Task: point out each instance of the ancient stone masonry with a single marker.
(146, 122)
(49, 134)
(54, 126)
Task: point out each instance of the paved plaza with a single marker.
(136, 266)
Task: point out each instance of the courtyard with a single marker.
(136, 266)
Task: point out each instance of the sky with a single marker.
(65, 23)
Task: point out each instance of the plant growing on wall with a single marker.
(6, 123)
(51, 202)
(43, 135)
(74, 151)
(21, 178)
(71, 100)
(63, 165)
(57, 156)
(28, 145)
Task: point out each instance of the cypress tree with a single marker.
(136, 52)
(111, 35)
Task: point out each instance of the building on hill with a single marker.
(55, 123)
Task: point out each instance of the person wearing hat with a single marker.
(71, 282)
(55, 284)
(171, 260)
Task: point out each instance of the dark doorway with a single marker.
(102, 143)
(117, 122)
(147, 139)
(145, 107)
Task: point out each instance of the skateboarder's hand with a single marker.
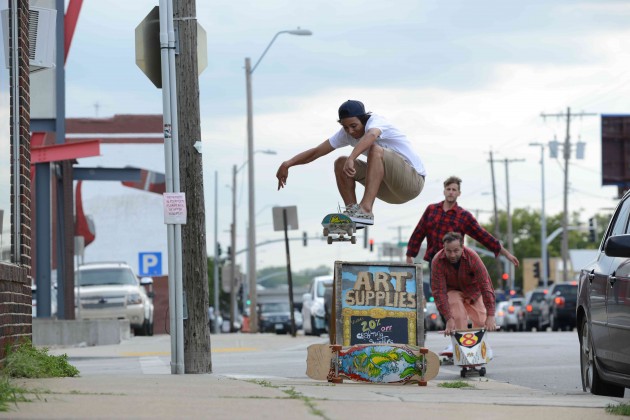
(282, 174)
(450, 326)
(491, 324)
(348, 168)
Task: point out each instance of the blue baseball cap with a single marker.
(351, 108)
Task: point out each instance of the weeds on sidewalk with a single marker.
(26, 361)
(619, 410)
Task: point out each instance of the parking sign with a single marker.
(150, 263)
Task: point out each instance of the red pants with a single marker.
(462, 309)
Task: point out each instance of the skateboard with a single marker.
(470, 351)
(375, 363)
(339, 227)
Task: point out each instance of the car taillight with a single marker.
(559, 301)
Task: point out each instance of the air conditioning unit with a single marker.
(41, 38)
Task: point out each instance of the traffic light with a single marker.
(592, 229)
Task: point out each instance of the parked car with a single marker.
(531, 312)
(557, 311)
(276, 317)
(508, 314)
(313, 310)
(112, 291)
(603, 310)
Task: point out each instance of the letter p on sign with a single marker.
(150, 263)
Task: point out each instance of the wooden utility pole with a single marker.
(565, 212)
(510, 235)
(499, 269)
(195, 258)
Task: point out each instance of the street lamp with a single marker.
(543, 220)
(251, 233)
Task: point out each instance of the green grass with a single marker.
(619, 410)
(455, 384)
(26, 361)
(30, 362)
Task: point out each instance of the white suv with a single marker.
(313, 311)
(111, 290)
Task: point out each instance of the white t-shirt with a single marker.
(390, 138)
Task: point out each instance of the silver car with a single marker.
(112, 291)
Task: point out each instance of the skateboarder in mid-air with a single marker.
(393, 171)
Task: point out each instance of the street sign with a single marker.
(148, 54)
(150, 263)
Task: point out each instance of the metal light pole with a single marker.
(251, 237)
(543, 218)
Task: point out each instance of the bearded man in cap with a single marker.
(393, 171)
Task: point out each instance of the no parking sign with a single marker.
(150, 263)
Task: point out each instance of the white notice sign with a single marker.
(174, 208)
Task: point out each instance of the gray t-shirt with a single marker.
(390, 138)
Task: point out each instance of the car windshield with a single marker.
(275, 307)
(566, 290)
(105, 276)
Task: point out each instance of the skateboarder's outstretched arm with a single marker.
(302, 158)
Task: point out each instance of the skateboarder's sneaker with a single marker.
(357, 215)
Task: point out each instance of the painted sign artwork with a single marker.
(379, 303)
(379, 363)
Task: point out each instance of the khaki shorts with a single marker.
(401, 181)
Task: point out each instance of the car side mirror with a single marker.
(618, 246)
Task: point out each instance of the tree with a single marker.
(194, 256)
(526, 225)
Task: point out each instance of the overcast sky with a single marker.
(460, 78)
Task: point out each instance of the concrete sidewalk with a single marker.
(136, 395)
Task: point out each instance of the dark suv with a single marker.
(603, 312)
(531, 311)
(558, 309)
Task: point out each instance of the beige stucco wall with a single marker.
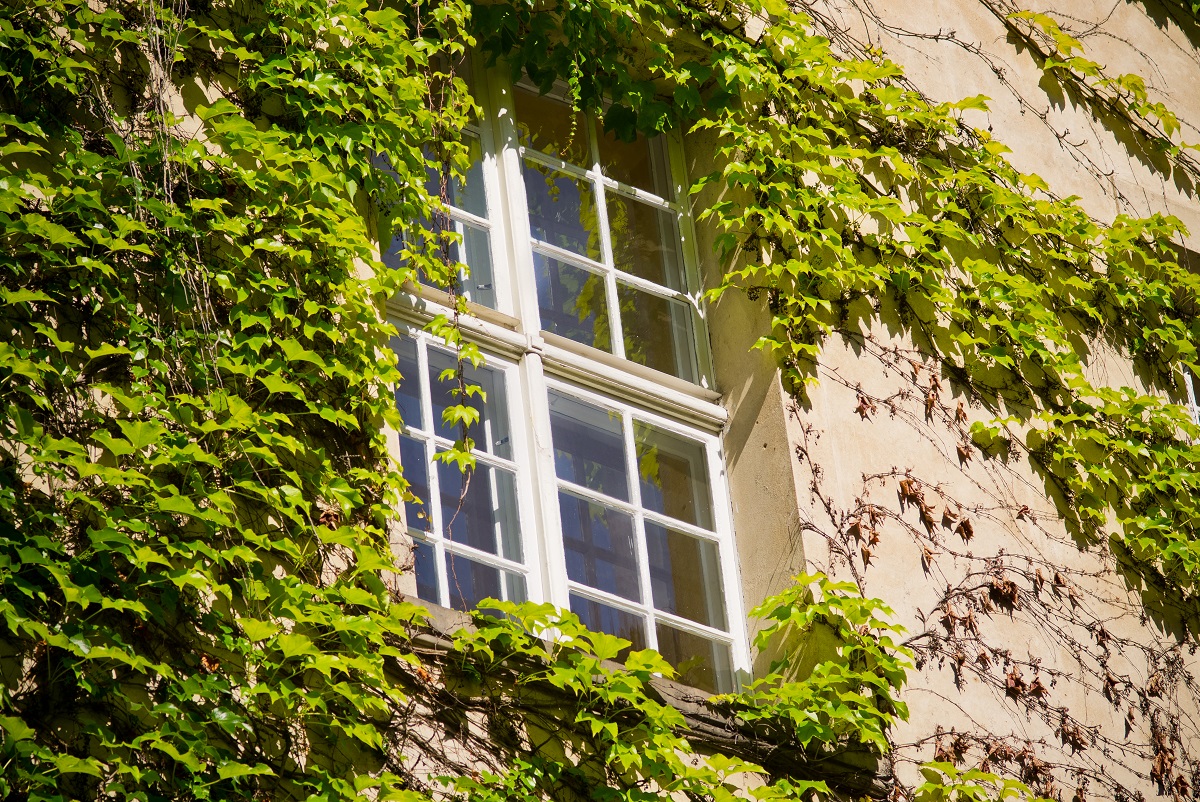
(1114, 660)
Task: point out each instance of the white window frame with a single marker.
(535, 361)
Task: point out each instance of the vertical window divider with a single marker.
(690, 253)
(731, 572)
(616, 330)
(640, 542)
(436, 538)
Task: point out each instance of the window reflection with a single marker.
(491, 434)
(589, 446)
(562, 210)
(599, 543)
(469, 582)
(551, 126)
(408, 390)
(685, 575)
(417, 474)
(673, 476)
(605, 618)
(573, 301)
(645, 240)
(657, 331)
(641, 162)
(480, 510)
(700, 662)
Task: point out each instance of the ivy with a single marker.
(197, 494)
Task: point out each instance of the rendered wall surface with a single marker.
(1037, 652)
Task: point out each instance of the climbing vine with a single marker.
(197, 498)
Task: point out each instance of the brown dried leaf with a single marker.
(1014, 683)
(965, 530)
(865, 407)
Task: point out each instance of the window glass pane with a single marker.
(480, 513)
(491, 434)
(425, 568)
(645, 240)
(562, 210)
(471, 582)
(466, 193)
(599, 544)
(417, 473)
(639, 163)
(673, 476)
(408, 390)
(589, 446)
(700, 662)
(573, 301)
(685, 575)
(478, 281)
(552, 127)
(601, 617)
(657, 331)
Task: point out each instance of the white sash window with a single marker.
(599, 483)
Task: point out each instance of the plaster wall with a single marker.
(1110, 662)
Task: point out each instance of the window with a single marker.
(600, 484)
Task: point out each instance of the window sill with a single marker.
(709, 728)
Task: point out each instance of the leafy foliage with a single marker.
(197, 491)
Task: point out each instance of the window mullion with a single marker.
(615, 329)
(690, 255)
(433, 506)
(642, 556)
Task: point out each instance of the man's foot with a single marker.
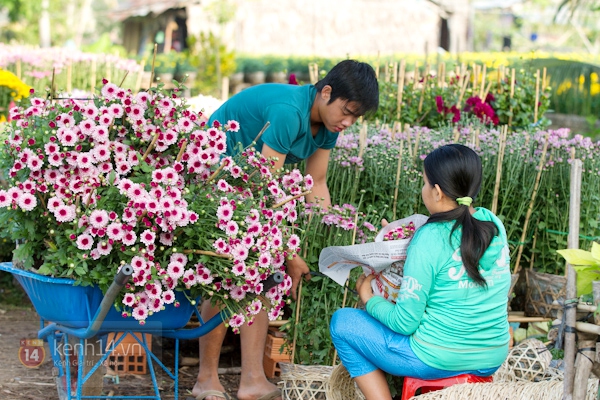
(266, 392)
(209, 394)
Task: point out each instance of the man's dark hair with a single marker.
(353, 81)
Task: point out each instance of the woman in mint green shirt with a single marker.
(450, 317)
(304, 125)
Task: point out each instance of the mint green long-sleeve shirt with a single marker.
(453, 323)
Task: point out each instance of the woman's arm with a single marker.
(316, 166)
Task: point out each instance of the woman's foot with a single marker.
(214, 391)
(267, 391)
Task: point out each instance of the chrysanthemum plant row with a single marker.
(137, 178)
(431, 99)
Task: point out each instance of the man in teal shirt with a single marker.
(304, 123)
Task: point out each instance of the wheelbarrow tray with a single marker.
(59, 300)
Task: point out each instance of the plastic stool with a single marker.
(411, 385)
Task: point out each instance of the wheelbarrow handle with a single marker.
(107, 302)
(273, 280)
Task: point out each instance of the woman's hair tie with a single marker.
(464, 201)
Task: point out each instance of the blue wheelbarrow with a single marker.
(83, 312)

• [WORK TO COMPLETE] Taking each record in turn, retype it exactly and drop any picture.

• [RESPONSE TO THE EXERCISE]
Task: point out each instance of the ancient stone masonry with a single marker.
(146, 122)
(49, 134)
(54, 126)
Task: point out each instance of the paved plaza with a single marker.
(136, 266)
Task: point out each instance of the courtyard with a single marker.
(136, 266)
Task: point out each instance of the sky with a single marker.
(65, 23)
Task: point out each instance of the plant growing on wall with a single marker.
(6, 123)
(51, 202)
(43, 135)
(74, 151)
(21, 178)
(71, 100)
(63, 165)
(57, 156)
(28, 145)
Task: point out each instance of the cypress tree with a single marker.
(136, 52)
(111, 35)
Task: point out each instance of the building on hill with a single marker.
(55, 123)
Task: point out each instance of the person wearing hat with a single marker.
(71, 282)
(55, 284)
(171, 260)
Task: point out each instance of the dark doorway with a single marker.
(102, 143)
(117, 122)
(147, 139)
(145, 107)
Task: point out each instance of the skateboarder's hand with a single marker.
(282, 174)
(450, 326)
(491, 324)
(348, 168)
Task: point out each instance of the blue baseball cap with a single marker.
(351, 108)
Task: point out each instance of the weeds on sidewalk with a single marker.
(26, 361)
(619, 410)
Task: point out each instance of the parking sign with a single marker.
(150, 263)
Task: point out each instance of the red pants with a single marker.
(462, 309)
Task: point out each instance of the skateboard with a single marker.
(470, 351)
(375, 363)
(339, 227)
Task: point out each instance of the car taillight with a single marker.
(559, 301)
Task: point out each instance of the air conditioning unit with a single marker.
(41, 38)
Task: point out each instance of the traffic light with a single marker.
(592, 229)
Task: point out each instance of the parked car with a single marker.
(531, 312)
(557, 311)
(276, 317)
(508, 314)
(313, 310)
(112, 291)
(603, 310)
Task: point out each instance of the letter p on sign with a single marker.
(150, 263)
Task: point out each instance of the wooden utility pole with a single marker.
(565, 212)
(510, 235)
(499, 269)
(195, 258)
Task: point out each instance of the street lamp with a single marker.
(543, 220)
(251, 233)
Task: point out each instance of the green grass with a single marker.
(619, 410)
(455, 384)
(26, 361)
(30, 362)
Task: point out each instance of the white suv with a single marker.
(313, 311)
(111, 290)
Task: point out each instance of the white t-shirt with a single marker.
(390, 138)
Task: point out each instance of the silver car with a single marker.
(112, 291)
Task: point out each instance of the skateboarder in mid-air with a single marker.
(393, 171)
Task: point out each instance of the street sign with a single marker.
(148, 54)
(150, 263)
Task: point out each instance of the metal light pole with a single marker.
(251, 237)
(543, 218)
Task: point out each instance of the bearded man in cap with a single marker.
(393, 171)
Task: point out each instance of the no parking sign with a single marker.
(150, 263)
Task: point out each instance of the white notice sign with a single marker.
(174, 208)
Task: point out each instance of the gray t-shirt with a single marker.
(390, 138)
Task: point out each instance of the car windshield with a single marker.
(275, 307)
(566, 290)
(105, 276)
Task: point out each instance of the skateboarder's outstretched arm with a single marker.
(302, 158)
Task: point out each instance of the skateboarder's sneaker with a single marker.
(357, 215)
Task: point out each instance of the painted sign artwork with a single marker.
(379, 303)
(379, 363)
Task: point out each instance of the khaki shorts with a single marker.
(401, 181)
Task: point out each instance of the car side mirror with a single marker.
(618, 246)
Task: point out each instance of the tree with a single marker.
(194, 256)
(526, 225)
Task: point out each instance of the overcast sky with a single marker.
(460, 78)
Task: point out each instance of the concrete sidewalk with a single marker.
(136, 395)
Task: point out each instance of the dark suv with a single marker.
(603, 312)
(531, 311)
(558, 309)
Task: point out each instance of the beige stucco wall with a single marker.
(1114, 660)
Task: point out each instance of the white window frame with a single marker.
(535, 361)
Task: point out each instance of the vertical window divider with a single marker.
(690, 253)
(731, 572)
(616, 330)
(640, 542)
(436, 538)
Task: point out each instance of the window reflection with a single marker.
(491, 434)
(589, 446)
(562, 210)
(599, 543)
(469, 582)
(551, 126)
(408, 390)
(685, 575)
(417, 474)
(673, 476)
(605, 618)
(573, 301)
(645, 240)
(657, 331)
(641, 162)
(480, 510)
(700, 662)
Task: point out each instance of the ivy with a single marker.
(197, 494)
Task: point out each instance of the rendered wall surface with a single marker.
(1037, 652)
Task: point out each instance of the climbing vine with a single marker.
(197, 498)
Task: point out each instance of the brown dried leaf with a single marker.
(1014, 683)
(965, 530)
(865, 407)
Task: point out each instance of the window glass pane with a single marker.
(480, 513)
(491, 434)
(425, 568)
(645, 240)
(562, 210)
(471, 582)
(466, 193)
(599, 544)
(417, 473)
(639, 163)
(673, 476)
(408, 390)
(589, 446)
(700, 662)
(573, 301)
(685, 575)
(478, 281)
(552, 127)
(601, 617)
(657, 331)
Task: point out each instance of the white sash window with a single marker.
(599, 483)
Task: point out each instance of the plaster wall with a single marker.
(1110, 662)
Task: point out each instance of the window with a single marker.
(600, 484)
Task: point out each instance of the window sill with a single marker.
(709, 728)
Task: point out each instance of the leafy foliage with a single marker.
(197, 491)
Task: point out each instance of the window mullion with a single marker.
(615, 329)
(690, 255)
(433, 506)
(642, 556)
Task: point out each instance of the man's foot with a single marker.
(266, 392)
(209, 394)
Task: point out each instance of the man's dark hair with a single marker.
(353, 81)
Task: point out each instance of the woman in mint green shirt with a single marker.
(450, 317)
(304, 125)
Task: point out each instance of the mint green long-sleeve shirt with a single marker.
(453, 323)
Task: point out each instance of the woman's arm with a single marker.
(316, 166)
Task: point out each instance of the woman's foot with a single marker.
(214, 391)
(267, 391)
Task: point out each instance of the chrysanthemum plant row with a single marker.
(137, 178)
(431, 99)
Task: point out each instance of the man in teal shirt with a single marker.
(304, 123)
Task: point out each instance of the wheelbarrow tray with a single marker.
(59, 300)
Task: point out each instance of the plastic stool with a single marker.
(411, 385)
Task: point out each instance of the wheelbarrow handle with a single marker.
(107, 302)
(273, 280)
Task: point out each instance of the woman's hair tie with a single marker.
(464, 201)
Task: point out each instance of the blue wheelbarrow with a single marker.
(83, 312)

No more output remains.